Pointing records -
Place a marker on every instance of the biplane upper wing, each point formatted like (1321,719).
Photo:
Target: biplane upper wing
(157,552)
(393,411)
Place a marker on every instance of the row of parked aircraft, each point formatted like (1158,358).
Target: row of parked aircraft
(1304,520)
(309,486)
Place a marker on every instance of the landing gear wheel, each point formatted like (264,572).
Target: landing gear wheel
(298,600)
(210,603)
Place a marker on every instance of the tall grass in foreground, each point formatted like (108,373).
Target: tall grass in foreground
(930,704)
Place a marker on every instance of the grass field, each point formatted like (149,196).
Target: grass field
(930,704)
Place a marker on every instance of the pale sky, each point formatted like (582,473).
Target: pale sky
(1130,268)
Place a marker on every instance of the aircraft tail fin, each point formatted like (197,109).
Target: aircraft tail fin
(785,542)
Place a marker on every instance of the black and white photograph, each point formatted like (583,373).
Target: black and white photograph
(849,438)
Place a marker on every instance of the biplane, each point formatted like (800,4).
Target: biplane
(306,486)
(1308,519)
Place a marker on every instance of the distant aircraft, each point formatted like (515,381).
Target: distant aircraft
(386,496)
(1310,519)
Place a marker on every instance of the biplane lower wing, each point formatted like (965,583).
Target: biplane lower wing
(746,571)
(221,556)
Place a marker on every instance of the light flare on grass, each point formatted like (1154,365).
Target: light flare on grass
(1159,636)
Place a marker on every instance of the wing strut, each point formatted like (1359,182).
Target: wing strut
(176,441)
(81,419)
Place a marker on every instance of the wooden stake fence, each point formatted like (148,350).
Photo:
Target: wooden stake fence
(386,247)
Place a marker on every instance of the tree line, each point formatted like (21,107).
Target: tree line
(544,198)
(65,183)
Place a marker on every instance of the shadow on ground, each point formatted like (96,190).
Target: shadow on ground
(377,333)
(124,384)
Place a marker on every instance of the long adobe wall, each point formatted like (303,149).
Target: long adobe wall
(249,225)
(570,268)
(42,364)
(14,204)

WRITTEN REQUEST - Render every line of the listing above as a numbered list, skipping any blank lines.

ANSWER IN FULL -
1. Place a marker on every instance of the biplane upper wing, each point formatted like (1321,719).
2. Photo:
3. Target: biplane upper wing
4. (157,552)
5. (393,411)
6. Place a marker on every instance of the row of parked aircraft, each point formatted like (1158,358).
7. Target: row of parked aircraft
8. (1304,520)
9. (309,486)
10. Place a marker on every instance of the landing gear wheel, each point formatted like (264,572).
11. Target: landing gear wheel
12. (298,600)
13. (210,603)
14. Place a marker on every instance of the tall grass in foreground, each point formatted like (108,373).
15. Target: tall grass in foreground
16. (930,704)
17. Place a marker on every instance of the grass field, each point formatted like (149,196).
18. Target: grass field
19. (930,704)
20. Place a marker on every instance of the pale sky, each point formatted like (582,473).
21. Target: pale sky
22. (1130,268)
23. Place a marker on every instance of the aircraft tail fin, each point formatted like (197,109).
24. Target: aircraft tail fin
25. (785,542)
26. Place a marker on every instance of the black and white photograph, each point formatted like (583,373).
27. Target: black and white photograph
28. (849,438)
29. Place a marker on every instance of the biplane, each point formatted like (800,4).
30. Target: biplane
31. (306,486)
32. (1308,519)
33. Place a marker on every instance of the distant aircraft, each point formatted like (515,381).
34. Target: distant aircraft
35. (386,496)
36. (1310,519)
37. Place a marker on every instance of the biplane lower wing, each point formatted like (965,583).
38. Target: biplane lower wing
39. (746,571)
40. (221,556)
41. Place a marker on every instance of the light flare on grass, each point formatted like (1154,365).
42. Target: light flare on grass
43. (1159,636)
44. Place a marker on every instance of the wing strut, each point formatted like (1359,182).
45. Target: wing strut
46. (176,441)
47. (81,419)
48. Place a marker on every instance of the wooden stake fence, each point formatted like (148,350).
49. Photo:
50. Target: wooden stake fence
51. (386,247)
52. Place a marker on every instance of the tree line, each point formatted like (21,107).
53. Target: tree line
54. (544,198)
55. (65,183)
56. Place a marker on every instance of the shadow on ground, each point formatted like (96,190).
57. Target: shadow on ground
58. (377,333)
59. (124,384)
60. Place a marker on every instance of the long adobe wall, each point formatted like (303,149).
61. Target: long adobe wall
62. (249,225)
63. (570,268)
64. (42,364)
65. (14,204)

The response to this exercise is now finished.